▶ [Work to complete]: Reproduce the data science page below word for word, from its first line to its last.

▶ [Passage provided]:

Data science

Data science#

Data science is a field that uses scientific methods, processes, algorithms and systems to extract knowledge and insights from the structured and unstructured data.

Data processing#

There are methods for preparing data for model fitting that can improve the final model’s performance.

Standartization#

Standartization: Makes the mean value of the data 0 and hte strandard deviation 1.

Sometimes confusion arises regarding the terms standardization and normalization. Normalization involves adjusting data to a fixed range.

The following benefits result from performing the standardization:

Better Interpretability of the model.
Prevention of Model Biases to the fiatures with higher scale.
Enhanced Convergence: makes the values of a loss function is more controllable.

There are methods that certainly require the standardization of the data:

Liear Models.
Support Vector Machines (SVM).
K-Nearest Neighbours (KNN).
Neural networks.

Categorical encoding#

Most of the machine learning approaches do not allow the use of categorical features. However, there are approaches that can convert them into a numerical form:

One-Hot Encoding: Create a binary variable for each category. The variable takes a value of 1 if the corresponding value appears in the original column and 0 otherwise.
Label encoding: Assigns an integer to each category.
Target encoding: Assigns a signle value to the target values that corresponds to the encoded category.
Embeddings: Assigns a special vector to each category that considers the relationships between the encoded categories.

Splitting data#

A crusial step in validating the machine learning model is splitting the data: the model is trained on the one split and validated on the other. This approach allows ensures that the model’s good performance isn’t just due to overfitting - memorizing the entire training dataset - but rather, it’s due to the identification of general rules that accurately describe the process under consideration.

In terms of data splitting, 3 subsets of data are usually created:

train: a set of data that is used training a model.
valid: a set of data on which all the different models will be estimated during the experimentation phase.
test: a set of data that is used to estimate the final model. This step is necessary to eliminate the bias associated with the process of selecting optimal hyperparameters.

Sampling is an approach for selecting samples from each group. There are a few approaches that are reasonable in most cases:

Random: Select points at random for different group.

▶ [Dataset excerpts]:
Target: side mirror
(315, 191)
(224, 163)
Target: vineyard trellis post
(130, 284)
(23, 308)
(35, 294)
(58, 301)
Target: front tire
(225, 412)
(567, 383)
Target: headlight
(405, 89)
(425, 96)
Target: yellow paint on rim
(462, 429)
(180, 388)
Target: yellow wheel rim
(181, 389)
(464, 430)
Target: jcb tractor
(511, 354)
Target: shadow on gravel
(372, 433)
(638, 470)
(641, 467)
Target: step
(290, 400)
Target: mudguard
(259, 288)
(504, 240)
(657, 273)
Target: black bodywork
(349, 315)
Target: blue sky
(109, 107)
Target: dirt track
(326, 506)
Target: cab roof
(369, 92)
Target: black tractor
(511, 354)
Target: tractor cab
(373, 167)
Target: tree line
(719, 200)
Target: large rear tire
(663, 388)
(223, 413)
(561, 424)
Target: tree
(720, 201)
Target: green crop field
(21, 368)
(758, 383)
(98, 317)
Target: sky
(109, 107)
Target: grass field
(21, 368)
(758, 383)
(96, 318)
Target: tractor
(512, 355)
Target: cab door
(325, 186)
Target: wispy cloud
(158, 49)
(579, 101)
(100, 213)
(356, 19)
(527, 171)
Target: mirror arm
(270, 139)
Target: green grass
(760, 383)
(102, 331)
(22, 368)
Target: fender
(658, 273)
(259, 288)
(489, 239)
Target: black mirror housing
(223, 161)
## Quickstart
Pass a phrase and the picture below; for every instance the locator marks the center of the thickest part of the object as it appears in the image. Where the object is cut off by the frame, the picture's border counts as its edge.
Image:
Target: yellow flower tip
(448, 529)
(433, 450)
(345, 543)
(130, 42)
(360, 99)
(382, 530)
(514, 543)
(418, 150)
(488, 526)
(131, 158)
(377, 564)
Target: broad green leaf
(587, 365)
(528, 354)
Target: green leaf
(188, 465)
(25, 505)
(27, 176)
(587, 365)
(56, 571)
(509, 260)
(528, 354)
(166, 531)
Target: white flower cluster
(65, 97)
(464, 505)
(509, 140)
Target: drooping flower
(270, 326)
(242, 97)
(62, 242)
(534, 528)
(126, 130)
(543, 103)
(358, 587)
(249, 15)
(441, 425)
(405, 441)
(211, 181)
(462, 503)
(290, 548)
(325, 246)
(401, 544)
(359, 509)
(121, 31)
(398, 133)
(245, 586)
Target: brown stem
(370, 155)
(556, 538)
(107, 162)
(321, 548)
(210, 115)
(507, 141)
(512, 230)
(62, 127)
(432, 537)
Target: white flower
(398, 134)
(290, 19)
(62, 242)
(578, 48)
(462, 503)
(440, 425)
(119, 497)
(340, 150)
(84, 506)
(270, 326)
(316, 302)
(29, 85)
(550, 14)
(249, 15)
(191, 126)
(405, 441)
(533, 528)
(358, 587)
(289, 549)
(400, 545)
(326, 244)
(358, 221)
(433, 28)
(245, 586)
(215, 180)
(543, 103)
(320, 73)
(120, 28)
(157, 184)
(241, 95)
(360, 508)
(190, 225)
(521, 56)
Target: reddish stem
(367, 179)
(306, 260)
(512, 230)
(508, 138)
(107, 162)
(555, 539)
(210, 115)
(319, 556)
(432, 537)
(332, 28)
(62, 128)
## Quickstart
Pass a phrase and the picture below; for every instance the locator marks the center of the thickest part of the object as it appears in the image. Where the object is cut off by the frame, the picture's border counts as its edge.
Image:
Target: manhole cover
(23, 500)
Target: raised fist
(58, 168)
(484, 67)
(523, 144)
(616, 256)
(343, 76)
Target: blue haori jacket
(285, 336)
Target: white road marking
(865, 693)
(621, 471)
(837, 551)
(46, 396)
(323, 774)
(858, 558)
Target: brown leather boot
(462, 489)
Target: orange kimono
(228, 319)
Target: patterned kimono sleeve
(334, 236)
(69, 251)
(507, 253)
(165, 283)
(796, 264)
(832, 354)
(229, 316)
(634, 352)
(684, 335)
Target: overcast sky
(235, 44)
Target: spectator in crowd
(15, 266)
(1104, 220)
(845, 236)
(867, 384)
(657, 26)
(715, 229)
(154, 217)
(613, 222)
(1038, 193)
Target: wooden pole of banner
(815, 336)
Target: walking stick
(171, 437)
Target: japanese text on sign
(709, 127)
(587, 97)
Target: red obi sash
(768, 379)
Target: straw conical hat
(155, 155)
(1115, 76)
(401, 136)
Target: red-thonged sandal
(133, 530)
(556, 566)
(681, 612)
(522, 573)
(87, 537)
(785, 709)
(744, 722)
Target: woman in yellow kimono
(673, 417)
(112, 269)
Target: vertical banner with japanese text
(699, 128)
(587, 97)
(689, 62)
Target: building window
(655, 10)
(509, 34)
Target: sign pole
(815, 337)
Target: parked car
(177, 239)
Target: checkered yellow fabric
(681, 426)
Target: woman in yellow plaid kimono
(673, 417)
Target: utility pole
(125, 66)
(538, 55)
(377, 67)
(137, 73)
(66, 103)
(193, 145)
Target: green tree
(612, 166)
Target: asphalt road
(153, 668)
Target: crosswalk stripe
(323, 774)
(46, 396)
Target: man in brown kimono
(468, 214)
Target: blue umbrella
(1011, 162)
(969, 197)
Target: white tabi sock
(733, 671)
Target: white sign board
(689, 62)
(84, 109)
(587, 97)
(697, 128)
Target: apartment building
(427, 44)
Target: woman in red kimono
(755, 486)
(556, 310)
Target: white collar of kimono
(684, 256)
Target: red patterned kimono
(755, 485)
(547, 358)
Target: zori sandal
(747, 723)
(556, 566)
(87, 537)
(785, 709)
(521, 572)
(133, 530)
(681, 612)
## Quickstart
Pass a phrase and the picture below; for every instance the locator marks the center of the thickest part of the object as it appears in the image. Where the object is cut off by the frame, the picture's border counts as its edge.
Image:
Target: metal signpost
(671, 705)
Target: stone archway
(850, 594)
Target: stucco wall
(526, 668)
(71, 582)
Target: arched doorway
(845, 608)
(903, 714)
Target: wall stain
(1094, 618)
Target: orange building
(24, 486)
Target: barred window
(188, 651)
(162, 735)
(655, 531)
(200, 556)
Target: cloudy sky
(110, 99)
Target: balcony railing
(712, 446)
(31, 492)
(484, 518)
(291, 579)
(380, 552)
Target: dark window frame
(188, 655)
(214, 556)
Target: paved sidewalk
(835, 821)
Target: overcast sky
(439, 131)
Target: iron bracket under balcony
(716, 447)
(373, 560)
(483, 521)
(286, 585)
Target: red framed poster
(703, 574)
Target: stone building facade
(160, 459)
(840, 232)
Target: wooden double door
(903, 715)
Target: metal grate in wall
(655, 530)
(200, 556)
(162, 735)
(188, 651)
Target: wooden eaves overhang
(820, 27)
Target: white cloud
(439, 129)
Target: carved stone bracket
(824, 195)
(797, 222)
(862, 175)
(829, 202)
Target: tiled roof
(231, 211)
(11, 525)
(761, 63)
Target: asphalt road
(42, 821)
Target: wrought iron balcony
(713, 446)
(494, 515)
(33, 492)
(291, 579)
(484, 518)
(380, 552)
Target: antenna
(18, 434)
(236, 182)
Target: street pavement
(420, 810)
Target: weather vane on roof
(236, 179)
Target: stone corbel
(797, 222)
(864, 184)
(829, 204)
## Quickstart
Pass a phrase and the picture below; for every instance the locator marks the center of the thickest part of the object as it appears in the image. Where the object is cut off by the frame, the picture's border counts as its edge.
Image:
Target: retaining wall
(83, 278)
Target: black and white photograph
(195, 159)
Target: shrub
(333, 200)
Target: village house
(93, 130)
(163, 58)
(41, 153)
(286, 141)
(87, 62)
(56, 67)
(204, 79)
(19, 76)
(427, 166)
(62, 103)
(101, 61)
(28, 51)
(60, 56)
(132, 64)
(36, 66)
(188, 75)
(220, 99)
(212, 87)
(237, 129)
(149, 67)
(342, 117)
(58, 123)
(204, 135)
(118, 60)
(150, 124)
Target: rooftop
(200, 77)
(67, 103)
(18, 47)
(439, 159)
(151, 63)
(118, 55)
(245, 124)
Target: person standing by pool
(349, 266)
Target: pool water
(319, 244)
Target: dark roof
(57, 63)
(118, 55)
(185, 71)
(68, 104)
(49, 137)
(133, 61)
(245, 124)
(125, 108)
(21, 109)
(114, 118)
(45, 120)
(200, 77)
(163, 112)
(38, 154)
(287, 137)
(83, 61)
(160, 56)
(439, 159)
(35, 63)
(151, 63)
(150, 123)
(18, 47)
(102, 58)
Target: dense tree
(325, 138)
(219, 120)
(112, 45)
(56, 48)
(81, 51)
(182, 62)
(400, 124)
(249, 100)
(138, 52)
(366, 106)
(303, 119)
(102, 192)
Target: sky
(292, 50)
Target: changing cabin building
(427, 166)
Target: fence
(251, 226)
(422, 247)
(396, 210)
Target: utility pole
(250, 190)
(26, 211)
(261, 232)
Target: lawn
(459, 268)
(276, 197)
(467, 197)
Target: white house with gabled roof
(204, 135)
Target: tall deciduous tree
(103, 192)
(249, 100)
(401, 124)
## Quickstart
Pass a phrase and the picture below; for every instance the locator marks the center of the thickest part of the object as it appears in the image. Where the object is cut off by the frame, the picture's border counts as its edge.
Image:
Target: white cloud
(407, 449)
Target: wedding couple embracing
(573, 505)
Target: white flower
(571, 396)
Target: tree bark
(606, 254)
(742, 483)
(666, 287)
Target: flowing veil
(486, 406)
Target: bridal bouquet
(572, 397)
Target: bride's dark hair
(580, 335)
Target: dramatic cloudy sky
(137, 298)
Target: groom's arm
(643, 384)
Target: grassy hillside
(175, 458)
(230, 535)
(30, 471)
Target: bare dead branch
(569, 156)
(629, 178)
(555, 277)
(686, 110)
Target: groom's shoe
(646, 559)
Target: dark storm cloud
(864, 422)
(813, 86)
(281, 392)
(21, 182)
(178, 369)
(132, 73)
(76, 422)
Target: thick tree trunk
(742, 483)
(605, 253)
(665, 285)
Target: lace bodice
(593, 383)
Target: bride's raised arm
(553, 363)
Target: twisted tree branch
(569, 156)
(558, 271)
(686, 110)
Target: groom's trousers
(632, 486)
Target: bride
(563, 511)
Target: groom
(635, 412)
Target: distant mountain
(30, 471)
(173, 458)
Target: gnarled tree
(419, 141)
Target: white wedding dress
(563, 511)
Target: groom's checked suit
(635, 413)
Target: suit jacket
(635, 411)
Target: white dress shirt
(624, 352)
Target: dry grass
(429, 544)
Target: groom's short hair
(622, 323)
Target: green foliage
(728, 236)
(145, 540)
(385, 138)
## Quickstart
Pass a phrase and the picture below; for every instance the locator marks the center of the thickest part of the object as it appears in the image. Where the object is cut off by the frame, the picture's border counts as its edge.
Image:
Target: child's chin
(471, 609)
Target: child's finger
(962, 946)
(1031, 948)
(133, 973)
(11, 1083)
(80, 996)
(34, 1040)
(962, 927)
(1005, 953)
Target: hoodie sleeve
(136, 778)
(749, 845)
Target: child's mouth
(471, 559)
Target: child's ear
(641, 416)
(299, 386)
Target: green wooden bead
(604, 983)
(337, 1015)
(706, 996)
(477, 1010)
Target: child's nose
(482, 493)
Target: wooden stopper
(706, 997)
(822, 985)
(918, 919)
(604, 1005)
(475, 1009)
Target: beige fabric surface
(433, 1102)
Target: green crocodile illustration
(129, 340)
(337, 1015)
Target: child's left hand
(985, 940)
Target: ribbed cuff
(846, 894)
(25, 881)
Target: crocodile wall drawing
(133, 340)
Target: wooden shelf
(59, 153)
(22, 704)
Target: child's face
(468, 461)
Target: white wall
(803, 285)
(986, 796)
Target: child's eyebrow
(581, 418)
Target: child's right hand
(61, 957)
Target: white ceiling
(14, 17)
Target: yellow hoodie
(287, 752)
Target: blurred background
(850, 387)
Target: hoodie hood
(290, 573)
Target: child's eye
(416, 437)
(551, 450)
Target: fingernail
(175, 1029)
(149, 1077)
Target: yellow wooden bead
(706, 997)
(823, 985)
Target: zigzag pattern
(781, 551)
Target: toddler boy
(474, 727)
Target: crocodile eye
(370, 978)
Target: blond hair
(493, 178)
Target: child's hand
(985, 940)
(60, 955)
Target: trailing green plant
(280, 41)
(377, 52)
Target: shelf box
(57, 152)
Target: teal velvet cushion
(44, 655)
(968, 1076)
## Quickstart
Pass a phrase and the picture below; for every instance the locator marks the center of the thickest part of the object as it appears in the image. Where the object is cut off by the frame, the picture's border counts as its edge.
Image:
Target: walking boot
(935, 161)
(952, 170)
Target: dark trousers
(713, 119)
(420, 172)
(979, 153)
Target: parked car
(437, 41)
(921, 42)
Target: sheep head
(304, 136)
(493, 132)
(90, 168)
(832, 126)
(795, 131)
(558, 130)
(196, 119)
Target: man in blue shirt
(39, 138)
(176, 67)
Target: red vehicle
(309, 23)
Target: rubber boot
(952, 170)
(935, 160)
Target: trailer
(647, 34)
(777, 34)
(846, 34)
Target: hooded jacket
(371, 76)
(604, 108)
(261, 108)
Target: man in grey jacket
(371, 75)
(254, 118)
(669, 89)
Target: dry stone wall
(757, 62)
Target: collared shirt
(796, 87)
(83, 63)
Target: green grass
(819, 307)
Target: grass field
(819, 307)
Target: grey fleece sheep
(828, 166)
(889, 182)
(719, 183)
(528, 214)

▶ [Solution to this problem]:
Data science

Data science#

Data science is a field that uses scientific methods, processes, algorithms and systems to extract knowledge and insights from the structured and unstructured data.

Data processing#

There are methods for preparing data for model fitting that can improve the final model’s performance.

Standartization#

Standartization: Makes the mean value of the data 0 and hte strandard deviation 1.

Sometimes confusion arises regarding the terms standardization and normalization. Normalization involves adjusting data to a fixed range.

The following benefits result from performing the standardization:

Better Interpretability of the model.
Prevention of Model Biases to the fiatures with higher scale.
Enhanced Convergence: makes the values of a loss function is more controllable.

There are methods that certainly require the standardization of the data:

Liear Models.
Support Vector Machines (SVM).
K-Nearest Neighbours (KNN).
Neural networks.

Categorical encoding#

Most of the machine learning approaches do not allow the use of categorical features. However, there are approaches that can convert them into a numerical form:

One-Hot Encoding: Create a binary variable for each category. The variable takes a value of 1 if the corresponding value appears in the original column and 0 otherwise.
Label encoding: Assigns an integer to each category.
Target encoding: Assigns a signle value to the target values that corresponds to the encoded category.
Embeddings: Assigns a special vector to each category that considers the relationships between the encoded categories.

Splitting data#

A crusial step in validating the machine learning model is splitting the data: the model is trained on the one split and validated on the other. This approach allows ensures that the model’s good performance isn’t just due to overfitting - memorizing the entire training dataset - but rather, it’s due to the identification of general rules that accurately describe the process under consideration.

In terms of data splitting, 3 subsets of data are usually created:

train: a set of data that is used training a model.
valid: a set of data on which all the different models will be estimated during the experimentation phase.
test: a set of data that is used to estimate the final model. This step is necessary to eliminate the bias associated with the process of selecting optimal hyperparameters.

Sampling is an approach for selecting samples from each group. There are a few approaches that are reasonable in most cases:

Random: Select points at random for different group.